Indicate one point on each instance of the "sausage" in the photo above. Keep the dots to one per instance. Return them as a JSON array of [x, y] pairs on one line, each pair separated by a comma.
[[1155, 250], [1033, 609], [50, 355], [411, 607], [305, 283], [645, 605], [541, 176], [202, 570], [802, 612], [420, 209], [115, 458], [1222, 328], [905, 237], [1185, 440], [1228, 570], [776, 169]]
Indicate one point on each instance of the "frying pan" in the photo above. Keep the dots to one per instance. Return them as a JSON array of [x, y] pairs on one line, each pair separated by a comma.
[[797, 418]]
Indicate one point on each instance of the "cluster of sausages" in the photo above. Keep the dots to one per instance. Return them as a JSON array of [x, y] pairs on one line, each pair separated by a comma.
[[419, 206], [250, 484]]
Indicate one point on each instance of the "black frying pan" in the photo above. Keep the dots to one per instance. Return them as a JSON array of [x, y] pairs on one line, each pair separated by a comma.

WHAT YOU SHOULD DO – The full listing is to be restated word for word.

TASK RESPONSE –
Indicate one point on each instance of the "sausage" in the photo above. Keep the dots to one per instance. Return them as a JSON array of [x, y] pairs on one line, each pair separated by a comma.
[[1155, 250], [1033, 609], [50, 355], [411, 607], [305, 283], [645, 605], [541, 176], [202, 570], [802, 612], [420, 209], [115, 458], [1222, 328], [905, 237], [1185, 440], [1228, 570], [776, 169]]
Indicate one point on each instance of the "frying pan" in the photo above. Keep the dots to one per instance. Return them as a JSON array of [x, y] pairs on one line, each pair separated by a comma.
[[797, 418]]
Indicate one point on each instance of the "cluster of sausages" in the photo above. Keep the dots to one per instance. Return them as a JSON array of [x, y] pairs on one line, each pair separated by a comma.
[[419, 206], [250, 484]]
Indicate one point on each instance of the "black frying pan" in the photo above. Keep the dots to one per instance. Return them as a JSON array of [x, y] pairs on one line, each pair separated by a comma.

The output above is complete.